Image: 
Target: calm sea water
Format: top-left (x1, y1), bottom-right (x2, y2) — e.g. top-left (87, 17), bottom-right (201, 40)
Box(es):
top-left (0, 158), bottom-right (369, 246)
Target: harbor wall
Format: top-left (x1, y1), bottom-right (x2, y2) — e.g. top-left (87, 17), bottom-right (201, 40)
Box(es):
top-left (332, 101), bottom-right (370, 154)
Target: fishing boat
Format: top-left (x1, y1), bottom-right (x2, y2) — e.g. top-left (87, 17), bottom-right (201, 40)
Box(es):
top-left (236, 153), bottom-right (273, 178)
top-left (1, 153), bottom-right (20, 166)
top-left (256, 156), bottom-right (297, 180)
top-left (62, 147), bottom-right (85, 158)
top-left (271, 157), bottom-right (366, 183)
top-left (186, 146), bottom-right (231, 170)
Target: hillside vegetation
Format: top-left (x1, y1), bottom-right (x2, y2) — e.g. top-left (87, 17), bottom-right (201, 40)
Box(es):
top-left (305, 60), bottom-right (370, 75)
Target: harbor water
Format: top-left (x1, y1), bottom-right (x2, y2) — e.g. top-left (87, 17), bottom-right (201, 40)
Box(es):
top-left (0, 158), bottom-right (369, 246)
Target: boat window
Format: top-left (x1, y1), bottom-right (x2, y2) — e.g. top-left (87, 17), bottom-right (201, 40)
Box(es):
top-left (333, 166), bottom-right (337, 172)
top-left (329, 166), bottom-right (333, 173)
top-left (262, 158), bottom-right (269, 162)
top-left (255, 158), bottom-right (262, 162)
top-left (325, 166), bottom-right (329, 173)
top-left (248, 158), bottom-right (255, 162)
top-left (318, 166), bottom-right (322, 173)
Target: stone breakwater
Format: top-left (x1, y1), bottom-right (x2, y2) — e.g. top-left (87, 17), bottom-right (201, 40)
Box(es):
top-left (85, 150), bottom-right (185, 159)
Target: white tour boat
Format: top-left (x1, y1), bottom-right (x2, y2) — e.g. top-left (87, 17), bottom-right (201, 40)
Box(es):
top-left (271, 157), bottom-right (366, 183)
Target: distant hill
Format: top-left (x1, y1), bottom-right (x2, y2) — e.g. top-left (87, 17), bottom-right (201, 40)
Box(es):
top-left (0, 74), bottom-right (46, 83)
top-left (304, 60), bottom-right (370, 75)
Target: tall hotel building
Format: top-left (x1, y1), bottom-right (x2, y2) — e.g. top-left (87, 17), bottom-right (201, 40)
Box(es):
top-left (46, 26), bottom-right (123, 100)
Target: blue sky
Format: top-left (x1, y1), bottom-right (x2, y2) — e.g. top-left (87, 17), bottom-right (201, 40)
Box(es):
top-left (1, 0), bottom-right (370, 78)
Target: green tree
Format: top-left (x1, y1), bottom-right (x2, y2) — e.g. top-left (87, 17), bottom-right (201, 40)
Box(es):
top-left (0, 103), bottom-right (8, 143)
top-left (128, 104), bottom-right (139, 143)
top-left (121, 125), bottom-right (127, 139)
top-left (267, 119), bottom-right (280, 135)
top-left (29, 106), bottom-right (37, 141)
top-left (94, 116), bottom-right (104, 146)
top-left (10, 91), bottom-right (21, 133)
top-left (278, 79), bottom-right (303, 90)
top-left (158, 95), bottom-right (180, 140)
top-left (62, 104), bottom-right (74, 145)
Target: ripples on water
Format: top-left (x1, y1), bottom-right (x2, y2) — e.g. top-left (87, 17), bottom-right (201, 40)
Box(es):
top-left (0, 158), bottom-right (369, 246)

==

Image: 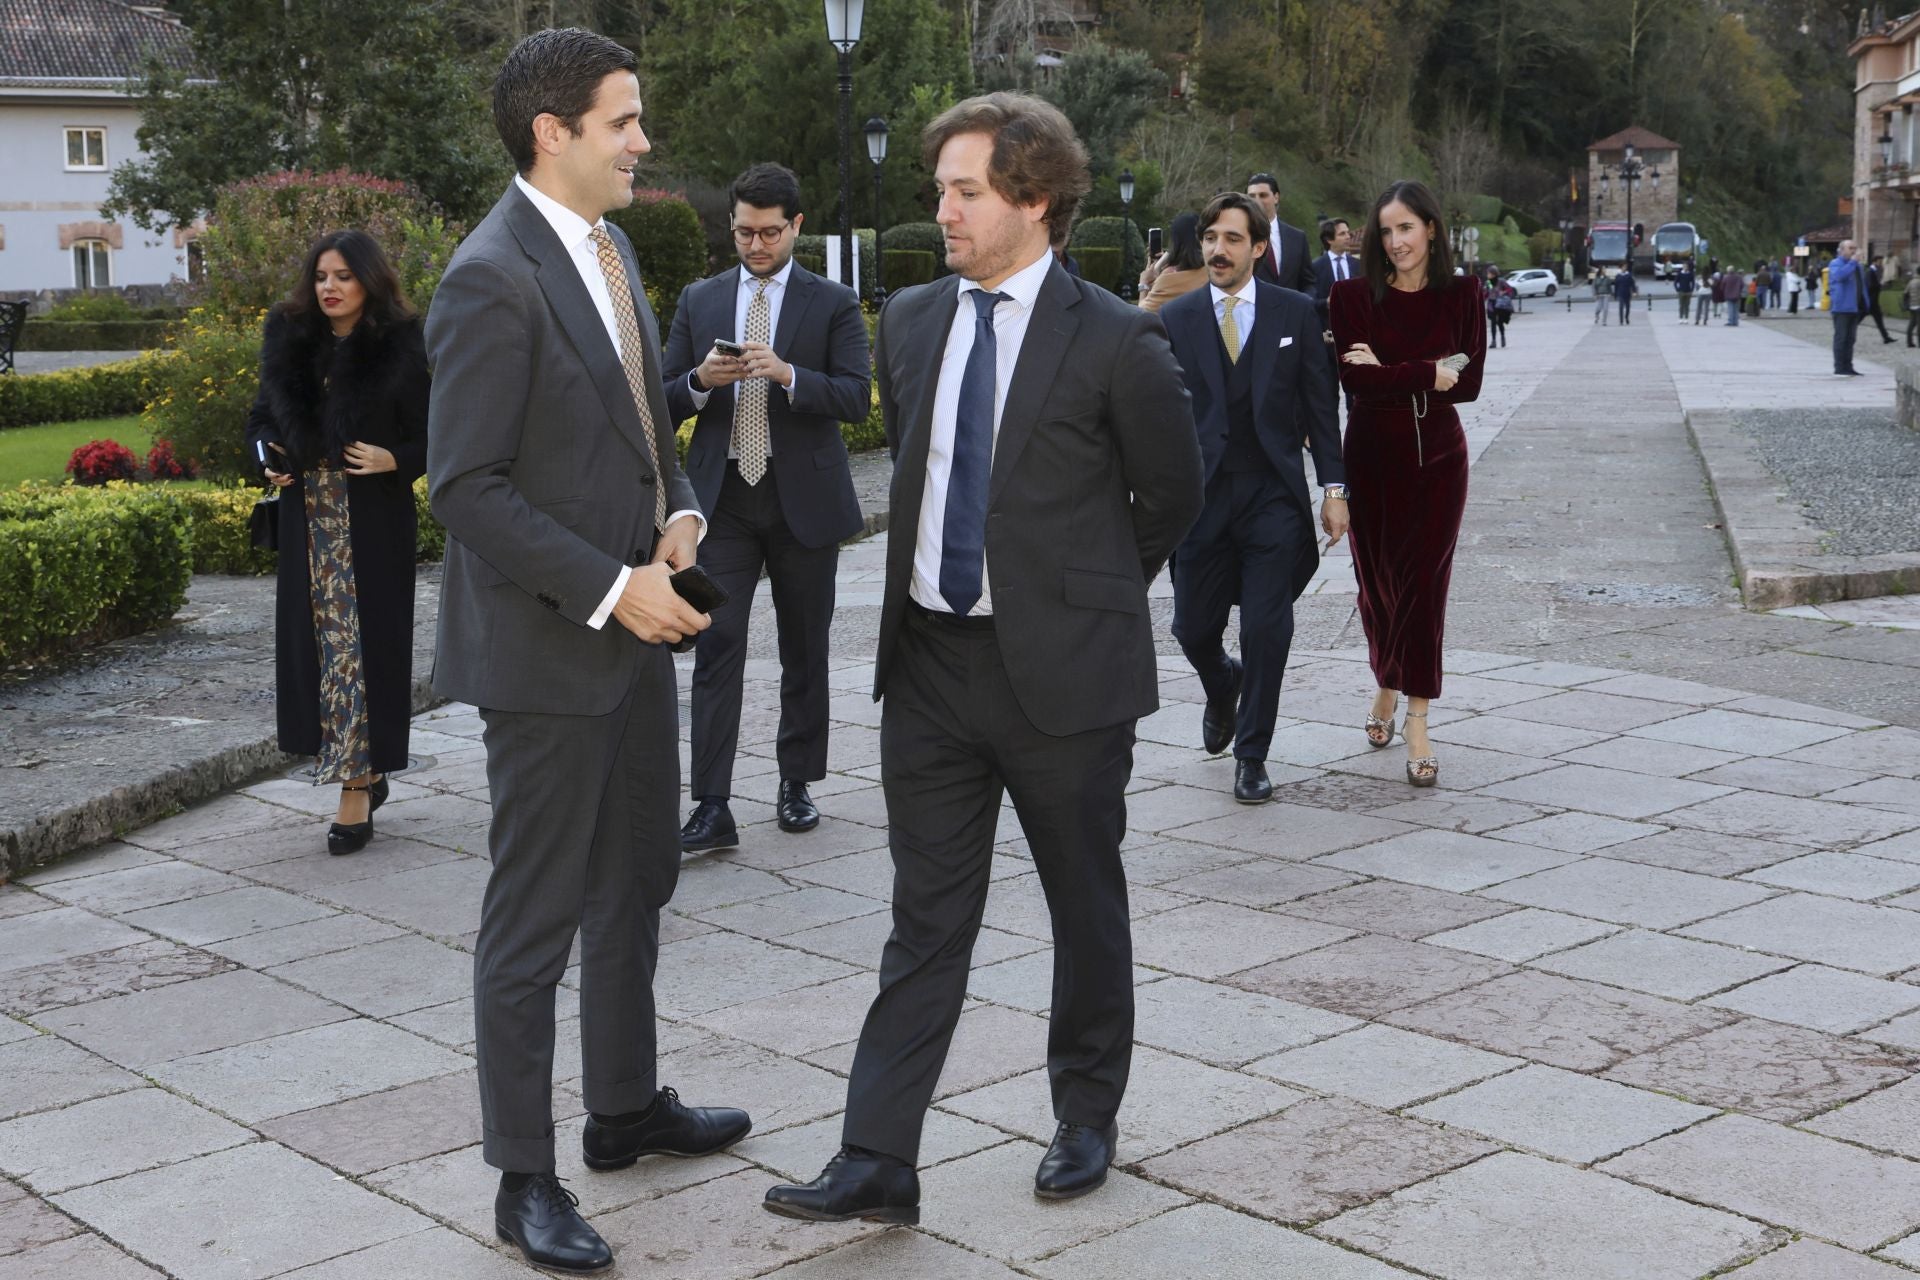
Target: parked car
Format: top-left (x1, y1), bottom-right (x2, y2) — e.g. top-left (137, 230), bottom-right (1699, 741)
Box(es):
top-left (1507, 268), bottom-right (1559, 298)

- What to work on -
Only a number is expected here: the count of lines in the records above that include the word "boat".

- Exercise solution -
3